▶ [OBJECTIVE]: Retype the lines exactly, beginning with the line that contains "Annotation spec v3.2 — nose: box" and continuing through the line that contains "[115,444,384,512]".

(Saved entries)
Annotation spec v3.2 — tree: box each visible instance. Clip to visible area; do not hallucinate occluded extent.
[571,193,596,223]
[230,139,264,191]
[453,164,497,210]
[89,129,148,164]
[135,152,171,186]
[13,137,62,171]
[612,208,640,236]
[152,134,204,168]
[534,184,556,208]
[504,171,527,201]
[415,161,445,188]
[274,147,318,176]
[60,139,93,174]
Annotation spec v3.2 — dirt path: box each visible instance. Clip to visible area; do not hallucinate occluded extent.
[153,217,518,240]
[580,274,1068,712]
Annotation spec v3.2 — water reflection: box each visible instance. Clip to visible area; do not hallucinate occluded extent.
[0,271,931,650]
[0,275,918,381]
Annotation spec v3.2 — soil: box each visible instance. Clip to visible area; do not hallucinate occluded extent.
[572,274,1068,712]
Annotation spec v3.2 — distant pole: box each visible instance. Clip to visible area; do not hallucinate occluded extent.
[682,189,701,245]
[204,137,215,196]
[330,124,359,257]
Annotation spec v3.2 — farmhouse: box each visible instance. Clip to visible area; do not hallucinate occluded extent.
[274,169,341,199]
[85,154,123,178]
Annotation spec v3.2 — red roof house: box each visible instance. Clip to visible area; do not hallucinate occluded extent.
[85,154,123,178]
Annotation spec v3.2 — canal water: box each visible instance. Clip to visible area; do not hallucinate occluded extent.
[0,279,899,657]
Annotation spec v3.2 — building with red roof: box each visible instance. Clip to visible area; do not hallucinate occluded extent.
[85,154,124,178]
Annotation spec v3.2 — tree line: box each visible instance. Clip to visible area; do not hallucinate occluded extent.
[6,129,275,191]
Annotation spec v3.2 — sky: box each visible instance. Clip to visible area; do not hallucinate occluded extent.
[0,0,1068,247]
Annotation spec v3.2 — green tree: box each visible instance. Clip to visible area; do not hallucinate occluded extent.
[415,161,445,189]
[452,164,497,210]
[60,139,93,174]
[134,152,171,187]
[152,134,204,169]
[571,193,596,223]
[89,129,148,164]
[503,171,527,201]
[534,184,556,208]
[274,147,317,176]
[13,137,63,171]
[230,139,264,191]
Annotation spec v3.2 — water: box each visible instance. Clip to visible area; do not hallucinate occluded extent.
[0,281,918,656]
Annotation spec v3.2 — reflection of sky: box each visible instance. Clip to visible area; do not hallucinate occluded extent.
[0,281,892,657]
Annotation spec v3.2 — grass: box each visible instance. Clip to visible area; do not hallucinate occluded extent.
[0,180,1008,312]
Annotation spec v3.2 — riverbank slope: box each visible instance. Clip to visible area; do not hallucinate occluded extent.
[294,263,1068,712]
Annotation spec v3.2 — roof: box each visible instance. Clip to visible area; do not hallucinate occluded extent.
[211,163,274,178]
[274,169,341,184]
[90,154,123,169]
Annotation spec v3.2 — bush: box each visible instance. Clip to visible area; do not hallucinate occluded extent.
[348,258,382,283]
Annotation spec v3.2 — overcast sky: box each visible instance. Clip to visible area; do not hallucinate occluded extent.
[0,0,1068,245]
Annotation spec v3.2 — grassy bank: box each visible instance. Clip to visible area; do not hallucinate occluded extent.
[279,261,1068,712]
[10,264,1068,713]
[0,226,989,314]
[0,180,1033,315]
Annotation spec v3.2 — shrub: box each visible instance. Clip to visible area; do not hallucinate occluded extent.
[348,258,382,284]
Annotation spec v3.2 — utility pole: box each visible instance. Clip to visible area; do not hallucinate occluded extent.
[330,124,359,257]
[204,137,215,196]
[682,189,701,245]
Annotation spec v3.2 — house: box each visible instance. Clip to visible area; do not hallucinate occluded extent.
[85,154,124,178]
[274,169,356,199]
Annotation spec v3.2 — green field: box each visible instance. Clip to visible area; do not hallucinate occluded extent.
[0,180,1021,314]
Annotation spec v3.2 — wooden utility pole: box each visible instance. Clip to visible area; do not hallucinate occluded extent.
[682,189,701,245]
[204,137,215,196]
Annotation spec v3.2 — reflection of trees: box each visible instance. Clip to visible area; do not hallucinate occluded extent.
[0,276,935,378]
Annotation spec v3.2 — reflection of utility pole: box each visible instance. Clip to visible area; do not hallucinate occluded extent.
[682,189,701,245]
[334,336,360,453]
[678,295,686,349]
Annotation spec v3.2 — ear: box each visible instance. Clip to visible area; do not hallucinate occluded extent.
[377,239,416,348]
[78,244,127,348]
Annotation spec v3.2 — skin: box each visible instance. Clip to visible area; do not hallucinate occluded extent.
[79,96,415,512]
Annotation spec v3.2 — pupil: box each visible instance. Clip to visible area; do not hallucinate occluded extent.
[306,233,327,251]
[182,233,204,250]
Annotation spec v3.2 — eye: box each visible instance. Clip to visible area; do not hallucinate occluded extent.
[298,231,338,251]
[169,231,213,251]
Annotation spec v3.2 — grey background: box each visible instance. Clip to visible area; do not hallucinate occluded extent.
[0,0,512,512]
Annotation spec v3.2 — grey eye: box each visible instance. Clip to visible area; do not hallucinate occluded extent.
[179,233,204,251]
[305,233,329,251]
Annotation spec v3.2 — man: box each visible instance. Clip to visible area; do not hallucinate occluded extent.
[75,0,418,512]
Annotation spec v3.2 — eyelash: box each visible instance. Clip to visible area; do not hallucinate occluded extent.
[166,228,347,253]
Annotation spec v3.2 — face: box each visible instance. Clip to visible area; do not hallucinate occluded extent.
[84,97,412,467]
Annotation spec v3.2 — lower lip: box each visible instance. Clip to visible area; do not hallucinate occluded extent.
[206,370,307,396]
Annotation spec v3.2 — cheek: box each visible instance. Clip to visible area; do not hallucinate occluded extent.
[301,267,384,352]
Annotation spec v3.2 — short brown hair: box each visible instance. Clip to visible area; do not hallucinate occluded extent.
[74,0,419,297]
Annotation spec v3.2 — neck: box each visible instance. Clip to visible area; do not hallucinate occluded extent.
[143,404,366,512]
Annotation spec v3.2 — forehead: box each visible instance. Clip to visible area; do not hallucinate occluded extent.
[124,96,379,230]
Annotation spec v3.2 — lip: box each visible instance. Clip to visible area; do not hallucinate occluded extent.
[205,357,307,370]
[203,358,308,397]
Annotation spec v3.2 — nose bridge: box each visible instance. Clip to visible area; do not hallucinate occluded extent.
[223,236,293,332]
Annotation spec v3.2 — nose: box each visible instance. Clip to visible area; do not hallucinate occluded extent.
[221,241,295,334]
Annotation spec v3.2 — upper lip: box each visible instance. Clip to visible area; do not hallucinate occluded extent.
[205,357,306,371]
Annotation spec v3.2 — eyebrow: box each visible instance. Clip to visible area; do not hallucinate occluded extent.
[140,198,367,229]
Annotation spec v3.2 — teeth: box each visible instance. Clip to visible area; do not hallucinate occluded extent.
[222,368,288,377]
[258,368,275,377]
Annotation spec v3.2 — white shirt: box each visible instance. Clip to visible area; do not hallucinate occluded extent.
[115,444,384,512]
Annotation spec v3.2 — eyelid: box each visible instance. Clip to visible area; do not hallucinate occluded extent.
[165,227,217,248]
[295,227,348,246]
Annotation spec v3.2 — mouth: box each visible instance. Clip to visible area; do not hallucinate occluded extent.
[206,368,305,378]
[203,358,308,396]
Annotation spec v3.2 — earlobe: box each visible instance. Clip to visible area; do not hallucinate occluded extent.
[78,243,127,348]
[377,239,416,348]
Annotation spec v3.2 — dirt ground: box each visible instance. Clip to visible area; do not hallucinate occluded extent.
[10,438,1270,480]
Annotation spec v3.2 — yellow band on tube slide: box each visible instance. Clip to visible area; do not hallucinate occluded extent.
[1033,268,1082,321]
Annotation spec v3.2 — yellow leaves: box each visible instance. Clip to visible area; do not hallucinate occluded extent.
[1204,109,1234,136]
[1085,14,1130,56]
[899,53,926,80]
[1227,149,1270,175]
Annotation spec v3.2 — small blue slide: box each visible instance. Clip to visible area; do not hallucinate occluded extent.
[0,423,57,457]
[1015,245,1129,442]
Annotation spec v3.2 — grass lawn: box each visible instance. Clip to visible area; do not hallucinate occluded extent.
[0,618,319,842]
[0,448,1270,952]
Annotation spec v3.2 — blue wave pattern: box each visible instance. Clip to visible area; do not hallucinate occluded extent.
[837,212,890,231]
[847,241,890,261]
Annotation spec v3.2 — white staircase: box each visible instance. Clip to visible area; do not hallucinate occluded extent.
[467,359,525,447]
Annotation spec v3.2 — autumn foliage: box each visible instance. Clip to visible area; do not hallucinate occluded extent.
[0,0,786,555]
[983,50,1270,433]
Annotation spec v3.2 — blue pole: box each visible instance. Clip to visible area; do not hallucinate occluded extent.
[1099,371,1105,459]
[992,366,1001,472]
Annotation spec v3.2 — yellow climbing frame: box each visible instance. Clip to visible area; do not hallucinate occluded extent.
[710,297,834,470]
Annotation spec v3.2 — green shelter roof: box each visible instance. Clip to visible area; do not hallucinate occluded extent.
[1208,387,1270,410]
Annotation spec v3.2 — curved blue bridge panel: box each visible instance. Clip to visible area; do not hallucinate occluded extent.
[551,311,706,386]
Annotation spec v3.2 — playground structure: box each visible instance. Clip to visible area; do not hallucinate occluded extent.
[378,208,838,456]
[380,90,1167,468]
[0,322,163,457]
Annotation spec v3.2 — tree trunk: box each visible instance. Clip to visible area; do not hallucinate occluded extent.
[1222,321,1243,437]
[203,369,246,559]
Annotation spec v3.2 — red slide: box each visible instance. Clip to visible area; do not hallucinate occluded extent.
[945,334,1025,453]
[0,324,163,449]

▶ [RESPONSE BELOW]:
Annotation spec v3.2 — nose: box each visible instance. Clip to visible area; do not hallucinate occluded extent.
[221,241,295,334]
Annotation spec v3.2 — upper lip: box each visible instance. Clip to visible area; do not hallucinate occluded extent.
[205,357,306,371]
Annotation spec v3.2 — eyebrow: box each visible instance. Clip to visible area; do not hallucinate occluded extent.
[140,198,367,229]
Annotation spec v3.2 — teeth: box each visible instance. Clip to visible area; do not hallucinate occluded extent.
[222,368,288,377]
[258,368,275,377]
Annotation spec v3.2 — white shirt: box each visible instance. Clip to visible area; do not hallucinate occluded extent.
[115,444,384,512]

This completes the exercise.